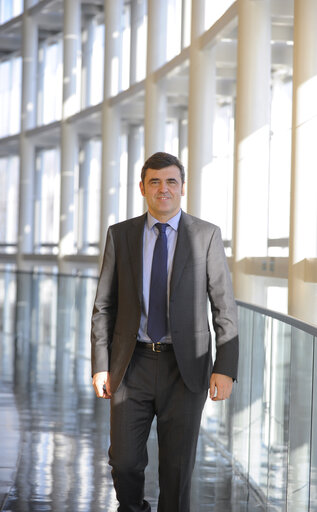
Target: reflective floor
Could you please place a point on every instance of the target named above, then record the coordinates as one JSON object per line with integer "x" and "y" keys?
{"x": 54, "y": 433}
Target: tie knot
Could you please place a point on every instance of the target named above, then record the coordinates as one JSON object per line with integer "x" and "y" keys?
{"x": 161, "y": 227}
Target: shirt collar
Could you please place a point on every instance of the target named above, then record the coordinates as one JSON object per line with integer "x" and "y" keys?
{"x": 173, "y": 222}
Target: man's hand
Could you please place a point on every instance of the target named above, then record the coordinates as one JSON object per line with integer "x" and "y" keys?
{"x": 101, "y": 383}
{"x": 220, "y": 386}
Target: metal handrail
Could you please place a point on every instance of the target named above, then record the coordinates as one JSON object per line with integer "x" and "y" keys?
{"x": 294, "y": 322}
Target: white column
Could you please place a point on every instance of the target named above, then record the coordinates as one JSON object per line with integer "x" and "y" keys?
{"x": 137, "y": 68}
{"x": 252, "y": 142}
{"x": 202, "y": 92}
{"x": 110, "y": 178}
{"x": 135, "y": 163}
{"x": 303, "y": 225}
{"x": 28, "y": 121}
{"x": 69, "y": 139}
{"x": 155, "y": 99}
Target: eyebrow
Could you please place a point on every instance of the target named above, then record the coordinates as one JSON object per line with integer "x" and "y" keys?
{"x": 159, "y": 179}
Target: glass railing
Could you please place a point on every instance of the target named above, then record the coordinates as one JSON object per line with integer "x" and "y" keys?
{"x": 268, "y": 428}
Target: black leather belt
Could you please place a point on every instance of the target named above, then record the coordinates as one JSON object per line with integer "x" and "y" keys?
{"x": 155, "y": 347}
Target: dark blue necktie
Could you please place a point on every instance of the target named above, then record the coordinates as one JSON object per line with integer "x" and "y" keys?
{"x": 157, "y": 317}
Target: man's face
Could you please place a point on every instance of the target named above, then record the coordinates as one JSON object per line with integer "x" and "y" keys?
{"x": 162, "y": 190}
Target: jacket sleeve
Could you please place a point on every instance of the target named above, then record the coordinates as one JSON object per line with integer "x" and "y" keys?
{"x": 223, "y": 307}
{"x": 104, "y": 310}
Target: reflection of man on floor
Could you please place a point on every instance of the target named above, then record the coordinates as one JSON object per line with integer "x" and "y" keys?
{"x": 151, "y": 343}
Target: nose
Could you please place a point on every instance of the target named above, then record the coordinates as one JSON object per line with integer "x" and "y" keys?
{"x": 163, "y": 187}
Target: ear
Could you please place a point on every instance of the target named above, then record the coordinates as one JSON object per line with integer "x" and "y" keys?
{"x": 142, "y": 188}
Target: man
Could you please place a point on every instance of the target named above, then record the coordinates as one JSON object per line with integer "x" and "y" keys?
{"x": 151, "y": 342}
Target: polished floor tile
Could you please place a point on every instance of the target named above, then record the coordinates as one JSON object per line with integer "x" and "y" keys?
{"x": 64, "y": 436}
{"x": 54, "y": 432}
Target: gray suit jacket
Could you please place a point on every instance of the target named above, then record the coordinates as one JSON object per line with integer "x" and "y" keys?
{"x": 199, "y": 273}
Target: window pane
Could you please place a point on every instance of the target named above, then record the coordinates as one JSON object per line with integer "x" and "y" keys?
{"x": 47, "y": 201}
{"x": 10, "y": 96}
{"x": 50, "y": 82}
{"x": 9, "y": 180}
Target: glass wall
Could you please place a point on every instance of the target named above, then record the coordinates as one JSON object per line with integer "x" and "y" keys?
{"x": 88, "y": 197}
{"x": 50, "y": 81}
{"x": 47, "y": 201}
{"x": 93, "y": 34}
{"x": 9, "y": 196}
{"x": 9, "y": 9}
{"x": 268, "y": 427}
{"x": 10, "y": 95}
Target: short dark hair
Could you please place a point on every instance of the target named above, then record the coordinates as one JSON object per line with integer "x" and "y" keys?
{"x": 159, "y": 161}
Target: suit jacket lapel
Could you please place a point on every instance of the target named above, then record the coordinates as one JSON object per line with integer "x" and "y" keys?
{"x": 182, "y": 250}
{"x": 135, "y": 248}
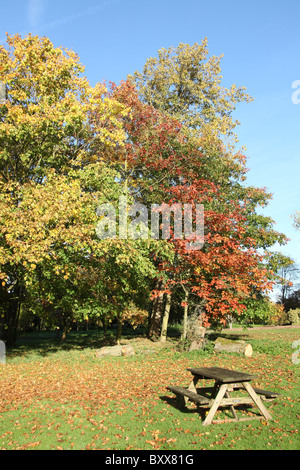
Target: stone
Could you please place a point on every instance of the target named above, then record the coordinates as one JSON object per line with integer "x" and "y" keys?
{"x": 115, "y": 351}
{"x": 227, "y": 345}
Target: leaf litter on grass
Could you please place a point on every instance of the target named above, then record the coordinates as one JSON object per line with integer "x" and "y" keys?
{"x": 122, "y": 403}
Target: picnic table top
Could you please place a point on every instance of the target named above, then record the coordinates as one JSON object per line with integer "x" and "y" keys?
{"x": 221, "y": 375}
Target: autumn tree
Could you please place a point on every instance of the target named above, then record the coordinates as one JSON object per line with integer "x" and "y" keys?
{"x": 46, "y": 129}
{"x": 185, "y": 84}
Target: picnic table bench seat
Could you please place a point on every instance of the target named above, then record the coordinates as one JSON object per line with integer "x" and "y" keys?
{"x": 195, "y": 397}
{"x": 266, "y": 394}
{"x": 225, "y": 382}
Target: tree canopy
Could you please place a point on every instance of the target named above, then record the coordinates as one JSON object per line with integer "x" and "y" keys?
{"x": 163, "y": 136}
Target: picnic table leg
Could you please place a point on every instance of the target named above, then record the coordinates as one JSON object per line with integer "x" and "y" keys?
{"x": 192, "y": 386}
{"x": 227, "y": 394}
{"x": 215, "y": 405}
{"x": 257, "y": 400}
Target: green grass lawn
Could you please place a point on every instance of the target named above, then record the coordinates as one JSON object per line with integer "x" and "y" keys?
{"x": 60, "y": 396}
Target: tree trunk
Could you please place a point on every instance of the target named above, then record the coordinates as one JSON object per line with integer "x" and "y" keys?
{"x": 157, "y": 312}
{"x": 164, "y": 327}
{"x": 14, "y": 306}
{"x": 185, "y": 314}
{"x": 119, "y": 329}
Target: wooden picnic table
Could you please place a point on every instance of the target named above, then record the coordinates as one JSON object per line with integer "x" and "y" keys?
{"x": 225, "y": 382}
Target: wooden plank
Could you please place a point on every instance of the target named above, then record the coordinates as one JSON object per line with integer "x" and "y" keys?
{"x": 266, "y": 393}
{"x": 221, "y": 375}
{"x": 257, "y": 401}
{"x": 215, "y": 405}
{"x": 189, "y": 394}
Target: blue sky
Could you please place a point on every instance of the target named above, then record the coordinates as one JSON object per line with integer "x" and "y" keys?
{"x": 260, "y": 41}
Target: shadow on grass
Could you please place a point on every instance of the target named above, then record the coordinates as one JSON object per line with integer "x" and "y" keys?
{"x": 47, "y": 343}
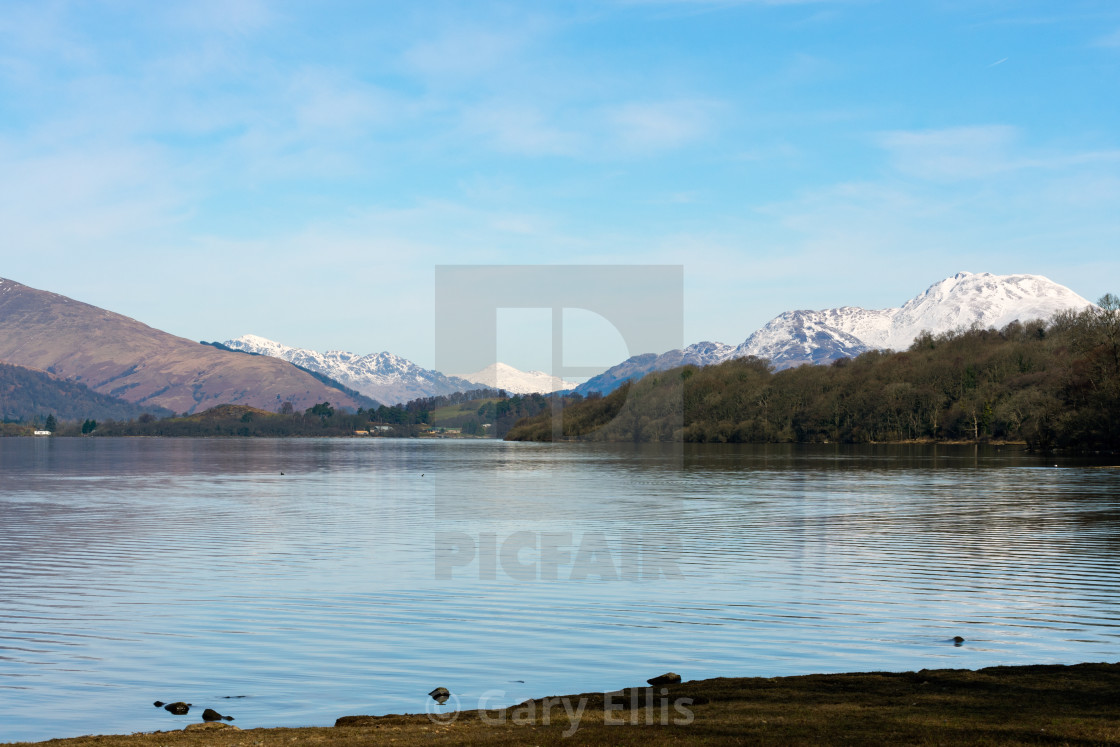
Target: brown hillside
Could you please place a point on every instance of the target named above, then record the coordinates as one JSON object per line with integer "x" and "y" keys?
{"x": 113, "y": 354}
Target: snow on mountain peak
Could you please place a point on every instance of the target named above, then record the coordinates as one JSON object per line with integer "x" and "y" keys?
{"x": 961, "y": 301}
{"x": 391, "y": 379}
{"x": 801, "y": 336}
{"x": 501, "y": 375}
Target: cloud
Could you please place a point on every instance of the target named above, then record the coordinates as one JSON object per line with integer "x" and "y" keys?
{"x": 226, "y": 17}
{"x": 659, "y": 125}
{"x": 1109, "y": 39}
{"x": 462, "y": 53}
{"x": 953, "y": 153}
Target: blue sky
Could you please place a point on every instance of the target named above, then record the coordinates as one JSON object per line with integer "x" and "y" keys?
{"x": 297, "y": 169}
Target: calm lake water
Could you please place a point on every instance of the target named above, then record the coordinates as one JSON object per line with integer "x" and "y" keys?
{"x": 373, "y": 570}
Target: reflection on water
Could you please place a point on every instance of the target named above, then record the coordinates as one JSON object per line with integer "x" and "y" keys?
{"x": 134, "y": 570}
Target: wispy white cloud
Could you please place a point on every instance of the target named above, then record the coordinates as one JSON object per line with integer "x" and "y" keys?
{"x": 661, "y": 124}
{"x": 1109, "y": 39}
{"x": 963, "y": 152}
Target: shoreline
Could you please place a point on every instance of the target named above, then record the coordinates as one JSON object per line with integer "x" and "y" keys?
{"x": 1039, "y": 703}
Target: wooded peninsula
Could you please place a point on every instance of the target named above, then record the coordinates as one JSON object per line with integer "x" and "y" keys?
{"x": 1046, "y": 383}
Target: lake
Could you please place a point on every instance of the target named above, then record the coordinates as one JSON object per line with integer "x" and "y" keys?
{"x": 374, "y": 570}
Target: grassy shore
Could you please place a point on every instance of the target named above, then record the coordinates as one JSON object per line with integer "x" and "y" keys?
{"x": 1044, "y": 705}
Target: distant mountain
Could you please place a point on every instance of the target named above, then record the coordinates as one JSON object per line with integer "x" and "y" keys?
{"x": 501, "y": 375}
{"x": 700, "y": 354}
{"x": 799, "y": 337}
{"x": 113, "y": 354}
{"x": 957, "y": 302}
{"x": 26, "y": 394}
{"x": 384, "y": 376}
{"x": 393, "y": 380}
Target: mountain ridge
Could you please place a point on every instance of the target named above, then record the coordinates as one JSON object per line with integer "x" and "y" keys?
{"x": 805, "y": 336}
{"x": 120, "y": 356}
{"x": 392, "y": 379}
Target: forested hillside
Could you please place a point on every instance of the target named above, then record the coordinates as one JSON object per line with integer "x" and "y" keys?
{"x": 27, "y": 395}
{"x": 1052, "y": 383}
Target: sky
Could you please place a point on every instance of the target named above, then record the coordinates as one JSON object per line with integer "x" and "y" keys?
{"x": 298, "y": 169}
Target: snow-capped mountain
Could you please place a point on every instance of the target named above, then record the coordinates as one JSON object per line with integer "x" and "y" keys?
{"x": 700, "y": 354}
{"x": 958, "y": 302}
{"x": 501, "y": 375}
{"x": 384, "y": 376}
{"x": 391, "y": 379}
{"x": 798, "y": 337}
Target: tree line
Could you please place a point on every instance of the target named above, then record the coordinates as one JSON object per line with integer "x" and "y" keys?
{"x": 465, "y": 410}
{"x": 1047, "y": 383}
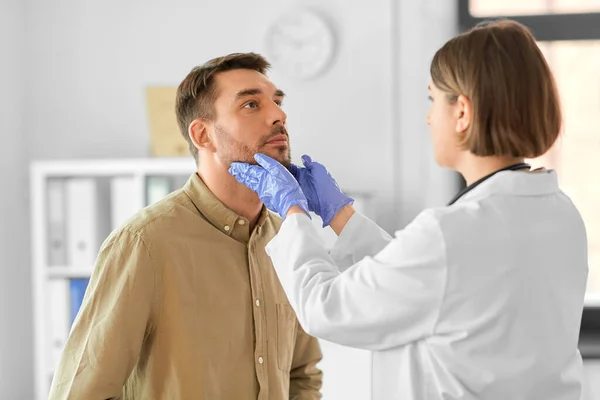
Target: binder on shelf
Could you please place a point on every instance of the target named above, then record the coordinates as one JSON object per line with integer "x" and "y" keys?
{"x": 125, "y": 199}
{"x": 157, "y": 187}
{"x": 57, "y": 252}
{"x": 87, "y": 219}
{"x": 179, "y": 181}
{"x": 58, "y": 318}
{"x": 77, "y": 290}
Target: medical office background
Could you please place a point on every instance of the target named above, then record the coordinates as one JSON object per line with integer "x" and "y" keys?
{"x": 73, "y": 83}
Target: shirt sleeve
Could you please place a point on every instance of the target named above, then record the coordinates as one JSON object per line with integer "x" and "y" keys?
{"x": 382, "y": 301}
{"x": 116, "y": 316}
{"x": 360, "y": 238}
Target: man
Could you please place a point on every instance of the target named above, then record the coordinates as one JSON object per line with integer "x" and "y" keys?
{"x": 184, "y": 302}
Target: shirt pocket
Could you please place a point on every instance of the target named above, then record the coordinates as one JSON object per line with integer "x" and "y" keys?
{"x": 286, "y": 336}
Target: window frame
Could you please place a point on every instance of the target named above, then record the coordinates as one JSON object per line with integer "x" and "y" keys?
{"x": 554, "y": 28}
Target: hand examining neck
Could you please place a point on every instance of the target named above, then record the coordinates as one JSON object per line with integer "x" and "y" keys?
{"x": 235, "y": 196}
{"x": 338, "y": 222}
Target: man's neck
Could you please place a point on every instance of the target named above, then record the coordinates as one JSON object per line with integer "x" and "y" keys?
{"x": 235, "y": 196}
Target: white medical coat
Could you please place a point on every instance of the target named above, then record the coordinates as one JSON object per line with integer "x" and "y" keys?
{"x": 478, "y": 300}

* * * *

_INSTRUCTIONS FOR THE TASK_
What lines in the material mention "jacket"? Copy every one of them.

_EXPECTED OUTPUT_
Target: jacket sleeve
Target: gray suit jacket
Target: suit jacket lapel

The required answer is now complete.